> _WHAT IS BEING ASKED_: Please return every line of the listing below unchanged, character for character.

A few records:
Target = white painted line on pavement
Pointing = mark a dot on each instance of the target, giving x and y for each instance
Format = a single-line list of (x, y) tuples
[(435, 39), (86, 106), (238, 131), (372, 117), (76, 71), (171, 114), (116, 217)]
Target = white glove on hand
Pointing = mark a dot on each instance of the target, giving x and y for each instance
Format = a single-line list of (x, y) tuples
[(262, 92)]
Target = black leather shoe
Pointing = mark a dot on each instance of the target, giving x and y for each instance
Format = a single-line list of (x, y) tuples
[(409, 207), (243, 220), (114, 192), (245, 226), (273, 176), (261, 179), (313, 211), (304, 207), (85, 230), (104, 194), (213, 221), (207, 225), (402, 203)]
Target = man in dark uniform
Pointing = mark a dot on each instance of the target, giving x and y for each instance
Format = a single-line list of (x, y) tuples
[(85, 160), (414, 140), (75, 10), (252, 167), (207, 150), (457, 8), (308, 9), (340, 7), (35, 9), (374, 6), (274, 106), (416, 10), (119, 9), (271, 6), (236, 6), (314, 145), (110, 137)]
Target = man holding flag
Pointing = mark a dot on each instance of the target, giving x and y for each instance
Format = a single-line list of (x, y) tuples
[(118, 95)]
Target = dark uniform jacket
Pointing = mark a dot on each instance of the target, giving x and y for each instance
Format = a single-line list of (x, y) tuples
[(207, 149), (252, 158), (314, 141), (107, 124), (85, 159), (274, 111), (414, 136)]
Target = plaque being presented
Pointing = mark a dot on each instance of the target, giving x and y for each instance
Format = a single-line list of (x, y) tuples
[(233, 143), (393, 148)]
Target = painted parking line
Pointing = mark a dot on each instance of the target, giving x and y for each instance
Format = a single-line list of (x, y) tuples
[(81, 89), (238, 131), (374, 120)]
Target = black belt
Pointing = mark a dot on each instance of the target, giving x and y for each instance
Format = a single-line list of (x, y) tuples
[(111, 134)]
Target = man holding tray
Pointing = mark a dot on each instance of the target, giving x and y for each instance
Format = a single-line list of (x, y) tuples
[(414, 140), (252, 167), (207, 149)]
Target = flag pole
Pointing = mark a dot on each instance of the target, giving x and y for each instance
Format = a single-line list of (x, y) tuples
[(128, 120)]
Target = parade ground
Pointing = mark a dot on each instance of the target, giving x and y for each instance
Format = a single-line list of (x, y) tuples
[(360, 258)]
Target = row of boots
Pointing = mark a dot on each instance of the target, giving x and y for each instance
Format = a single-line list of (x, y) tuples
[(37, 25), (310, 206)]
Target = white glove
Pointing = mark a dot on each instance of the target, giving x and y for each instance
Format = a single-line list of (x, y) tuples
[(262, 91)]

> _THE SOLUTION_:
Target = white painted line on pavement
Pointing = mark a dot on each instance of the target, giving x and y for each instance
Format = a single-line list of (x, y) tuples
[(435, 39), (86, 106), (238, 131), (372, 117), (76, 71), (171, 114), (116, 217)]
Target = white glove on hand
Pointing = mark a dot on each instance of the target, giving x and y for each instance
Format = a single-line list of (x, y) tuples
[(262, 92)]
Target = black leather shoe
Pointing = mark a dot on each instance of the target, giving x and y for each instance
Format = a single-line list of (x, y) tuples
[(409, 207), (243, 220), (114, 192), (245, 226), (273, 176), (261, 179), (313, 211), (304, 207), (85, 230), (104, 194), (213, 221), (207, 225), (402, 203)]
Target = man in dark uniform
Pointing = mark a dot on each instance of the target, giving x and y for each instance
Format = a single-line list of (x, y) tuples
[(85, 160), (414, 140), (75, 10), (252, 167), (207, 150), (457, 8), (308, 9), (340, 7), (35, 9), (374, 6), (274, 106), (416, 10), (119, 9), (271, 6), (236, 6), (314, 145), (110, 137)]
Target = man holding flag
Pointing = mark a dot on each instance of the target, giving x and y for each instance
Format = a single-line list of (x, y) tuples
[(118, 95)]
Target = dark uniform jacket
Pointing = mark a dot on each instance of the target, giving x and y for each instance
Format = a single-line list of (x, y) tuples
[(207, 149), (252, 158), (314, 141), (107, 124), (85, 159), (274, 111), (414, 136)]
Target = plaque being presented
Pointing = mark a dot on each instance of the target, giving x and y for each instance
Format = a single-line list of (x, y) tuples
[(233, 143), (393, 148)]
Target = painted parking line
Pointing = mark a dot on each instance of the target, giving x and y for each instance
Format = a single-line list of (x, y) tuples
[(81, 89), (238, 131), (374, 120)]
Target = black belt
Pointing = mark a dot on each instance of the target, giving x and y for each instance
Format = a single-line list of (x, y) tuples
[(111, 134)]
Target = man holding tray
Pointing = mark a dot on each instance of the target, giving x and y for each instance
Format = a single-line list of (x, y) tuples
[(414, 140), (252, 167), (207, 149)]
Target = flag pole
Pointing = mark a dot on each instance of the target, giving x and y for each instance
Format = a single-line list of (x, y) tuples
[(128, 120)]
Target = parade ground
Pointing = mark a dot on each instance of the target, giving x and y for each instance
Format = a single-line list of (x, y) tuples
[(360, 258)]
Target = row of boots
Pointing = mark a dot on each instance of the target, giving x and y for each instance
Format = a single-line list of (x, y) tuples
[(37, 25), (310, 206)]
Target = white glove
Pointing = mark a dot on each instance of the target, giving x and y for each instance
Format = a single-line list of (x, y) tuples
[(262, 91)]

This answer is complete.